» **Task goal**: The listing is to be printed in full, exactly as given.

» **Supplied data**:
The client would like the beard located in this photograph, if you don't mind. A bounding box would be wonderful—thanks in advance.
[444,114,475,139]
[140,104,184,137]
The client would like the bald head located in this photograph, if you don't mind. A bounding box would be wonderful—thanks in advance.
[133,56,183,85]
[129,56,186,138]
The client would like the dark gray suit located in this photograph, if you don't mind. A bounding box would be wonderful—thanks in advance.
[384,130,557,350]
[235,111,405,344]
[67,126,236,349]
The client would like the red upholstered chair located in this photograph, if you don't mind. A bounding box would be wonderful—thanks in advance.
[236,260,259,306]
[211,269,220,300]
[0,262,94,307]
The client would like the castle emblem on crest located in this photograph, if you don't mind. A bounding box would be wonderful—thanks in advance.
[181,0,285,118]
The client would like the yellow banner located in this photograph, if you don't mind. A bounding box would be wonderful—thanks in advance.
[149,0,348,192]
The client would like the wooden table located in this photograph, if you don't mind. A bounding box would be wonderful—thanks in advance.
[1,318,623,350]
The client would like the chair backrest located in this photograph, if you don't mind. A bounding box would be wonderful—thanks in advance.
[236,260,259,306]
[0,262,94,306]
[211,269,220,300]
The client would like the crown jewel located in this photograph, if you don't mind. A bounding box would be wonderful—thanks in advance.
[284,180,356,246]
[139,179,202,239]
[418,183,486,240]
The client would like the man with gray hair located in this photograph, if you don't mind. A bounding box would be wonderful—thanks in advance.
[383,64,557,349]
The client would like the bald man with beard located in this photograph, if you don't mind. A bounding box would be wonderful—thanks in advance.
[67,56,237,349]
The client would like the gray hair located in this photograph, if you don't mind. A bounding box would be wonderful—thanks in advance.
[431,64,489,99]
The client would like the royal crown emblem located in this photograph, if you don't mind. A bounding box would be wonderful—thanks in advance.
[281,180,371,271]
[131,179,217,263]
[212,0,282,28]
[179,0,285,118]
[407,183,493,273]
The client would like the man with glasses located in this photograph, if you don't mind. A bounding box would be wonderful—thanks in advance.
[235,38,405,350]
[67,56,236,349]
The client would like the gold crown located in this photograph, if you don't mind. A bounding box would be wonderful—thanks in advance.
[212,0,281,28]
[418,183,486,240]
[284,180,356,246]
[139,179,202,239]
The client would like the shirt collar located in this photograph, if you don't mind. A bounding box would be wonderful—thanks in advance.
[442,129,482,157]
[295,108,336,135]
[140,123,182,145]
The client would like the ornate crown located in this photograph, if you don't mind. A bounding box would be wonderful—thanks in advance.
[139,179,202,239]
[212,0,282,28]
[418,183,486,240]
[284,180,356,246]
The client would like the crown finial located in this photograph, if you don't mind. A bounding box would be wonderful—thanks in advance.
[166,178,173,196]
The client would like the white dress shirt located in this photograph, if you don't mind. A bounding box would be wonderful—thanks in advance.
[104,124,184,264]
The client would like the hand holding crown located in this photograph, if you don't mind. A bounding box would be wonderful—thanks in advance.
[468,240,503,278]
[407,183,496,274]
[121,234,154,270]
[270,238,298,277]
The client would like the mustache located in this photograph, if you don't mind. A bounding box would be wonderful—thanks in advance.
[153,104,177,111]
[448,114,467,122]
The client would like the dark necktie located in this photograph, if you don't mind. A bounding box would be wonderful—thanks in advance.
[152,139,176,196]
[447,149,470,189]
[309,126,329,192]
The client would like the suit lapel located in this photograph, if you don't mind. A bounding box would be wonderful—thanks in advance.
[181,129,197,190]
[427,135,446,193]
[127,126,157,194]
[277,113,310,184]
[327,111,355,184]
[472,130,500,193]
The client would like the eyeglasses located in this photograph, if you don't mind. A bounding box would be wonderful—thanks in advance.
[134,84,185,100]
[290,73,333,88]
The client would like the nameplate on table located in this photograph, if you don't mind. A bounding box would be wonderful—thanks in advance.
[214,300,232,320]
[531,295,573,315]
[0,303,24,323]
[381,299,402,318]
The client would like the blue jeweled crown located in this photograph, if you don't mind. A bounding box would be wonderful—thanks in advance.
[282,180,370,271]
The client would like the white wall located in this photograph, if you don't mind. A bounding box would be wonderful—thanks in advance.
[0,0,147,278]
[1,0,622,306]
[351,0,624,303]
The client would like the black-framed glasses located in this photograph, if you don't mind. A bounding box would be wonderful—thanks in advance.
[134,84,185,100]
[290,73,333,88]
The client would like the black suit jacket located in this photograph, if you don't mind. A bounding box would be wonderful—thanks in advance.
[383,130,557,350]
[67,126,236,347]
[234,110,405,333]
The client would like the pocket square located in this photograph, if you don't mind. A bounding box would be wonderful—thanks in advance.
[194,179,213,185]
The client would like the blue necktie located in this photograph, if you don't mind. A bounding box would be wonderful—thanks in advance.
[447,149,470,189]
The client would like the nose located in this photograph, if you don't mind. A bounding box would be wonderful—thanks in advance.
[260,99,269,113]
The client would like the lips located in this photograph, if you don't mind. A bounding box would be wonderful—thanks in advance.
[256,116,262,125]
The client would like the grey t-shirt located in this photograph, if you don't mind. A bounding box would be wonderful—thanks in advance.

» **Output for this exercise**:
The client would like the beard located in this photograph, if you don't mind. A bounding box would be wonderful—thanks in advance.
[444,114,475,139]
[140,104,184,137]
The client would like the bald head located in this photograph, if you don't mind. A bounding box would be wonderful—thanks in advance.
[133,56,183,85]
[129,56,186,138]
The client would like the dark gray suit located in this photograph, if you don't mind. A bounding box would be wonderful—thanks in advance.
[384,130,557,350]
[235,111,405,344]
[67,126,236,349]
The client would like the red upholstered chair located in this photograph, if you don't mind. A bounding box would be wonderful—thanks in advance.
[236,260,259,306]
[211,269,220,300]
[0,262,94,307]
The client would like the castle emblem on crest located in this photograph, if you don't mind. A bounding box would be wonderful—thanks in advance.
[181,0,285,118]
The client would like the yellow banner located in this photograph, if you don't mind. A bounding box would be wonderful—thanks in advance.
[149,0,348,192]
The client would like the wooden table located in this photograph, if you don't mind. A bounding box would be wonderful—thanks in advance.
[1,318,623,350]
The client would like the chair backrest located in this photograph, if you don't mind. A bounding box would be wonderful—thanks in advance.
[236,260,259,306]
[0,262,94,306]
[211,269,220,300]
The client would like the crown jewel located in this photograph, if you don't mind. A bounding box would be wonderful—thanks in advance.
[284,180,356,246]
[139,179,202,239]
[418,183,486,240]
The client would like the man with gray hair located in this photograph, if you don't mind. A bounding box would be wonderful—thanks in advance.
[383,64,557,349]
The client would like the bald man with beard located in this photograph, if you don't mind. A bounding box would be wonderful—thanks in advance.
[67,56,237,349]
The client would like the gray hair located in this photograph, if you don't mind. A bounding box would be wonderful—thanks in advance.
[431,64,489,99]
The client would like the royal crown emblem located in this photograph, if you don't mind. A bounding box would be wonderful—thanks in advance.
[281,180,371,271]
[131,179,217,263]
[212,0,282,28]
[179,0,285,118]
[407,183,493,273]
The client would like the man with glasses located in this photograph, if you don't mind. A bounding box would be wonderful—thanks in advance.
[235,38,405,350]
[67,56,236,349]
The client would like the gold crown located in this photograph, if you don't mind. A bounding box would be wonderful—thanks in advance.
[212,0,281,28]
[418,183,486,240]
[284,180,356,246]
[139,179,202,239]
The client would like the shirt collar located in this photograph, if you don't mind. A bounding box would be wonderful—thanks in advance.
[442,129,482,157]
[295,108,336,135]
[140,123,182,145]
The client would like the ornate crown located in this photograph, if you don't mind. A bounding box would be wonderful—thanks in advance.
[139,179,202,239]
[212,0,282,28]
[418,183,486,240]
[284,180,356,246]
The client would like the crown finial located in this photograph, if you don't mind. A bounding box would be wonderful—thanks in advance.
[166,178,173,196]
The client would like the white dress shirt located in this photograph, if you don't mind. A bounding box would be wonderful—thanks in advance.
[104,124,184,264]
The client would like the hand holding crown located in this photograph, if you don't mind. A bounding box would be wonderful—thanks in advance.
[468,240,503,278]
[407,183,496,274]
[121,234,154,270]
[270,238,298,277]
The client would like the mustache located in this photograph, if you don't mind. A bounding box would be wonderful—thanks in advance.
[153,104,177,111]
[448,114,467,122]
The client would like the dark necktie located in this photograph, if you don't mind. A bounding box would be wonderful—thanks in advance.
[152,139,176,196]
[447,149,470,189]
[309,126,329,192]
The client would like the suit lapel located in this photograph, if you don't mind. A bounding box would be wonderful—thanks in advance.
[181,129,197,190]
[427,135,446,193]
[127,126,157,194]
[277,113,310,184]
[327,111,355,184]
[472,130,500,193]
The client would like the eyeglasses located in this photograph, if you don't mind. A bounding box would be wonderful—thanks in advance.
[134,84,185,100]
[290,73,333,88]
The client would like the nameplate on table located in this photograph, if you don't mind. A bounding box would be wonderful—thanks in advance.
[214,300,232,320]
[531,295,573,315]
[0,303,24,323]
[381,299,402,318]
The client would like the blue jeweled crown located in this photograph, if you don't mind. A bounding box would be wonderful—thanks in advance.
[282,180,370,271]
The client would like the white wall located in this photograph, if you don't mind. A bounding box would be wonderful—thanks in advance.
[0,0,147,278]
[1,0,622,306]
[351,0,624,303]
The client would like the black-framed glasses located in this photograph, if you don't mind. A bounding box would be wonderful—thanks in advance.
[134,84,185,100]
[290,73,333,88]
The client would like the black suit jacket located in this photograph, if you don't mind. A bounding box would be wonderful—thanks in advance.
[383,130,557,350]
[67,126,236,347]
[234,110,405,333]
The client would like the pocket square located in this photograph, if you don't mind. A bounding box would be wonderful—thanks in advance.
[194,179,213,185]
The client would like the blue necktie located in this photograph, if you don't mind. A bounding box would be wonderful—thanks in advance.
[447,149,470,189]
The client would like the nose located in this photograph, if you don't mind. A bounding box would be wonderful—thanks in advance.
[260,99,269,113]
The client would like the lips located in this photograph, if you don't mind. A bounding box would be wonderful—thanks in advance.
[256,116,262,125]
The client would like the grey t-shirt located in this photograph, if you don't mind. A bounding box would be wonderful—thanks in advance.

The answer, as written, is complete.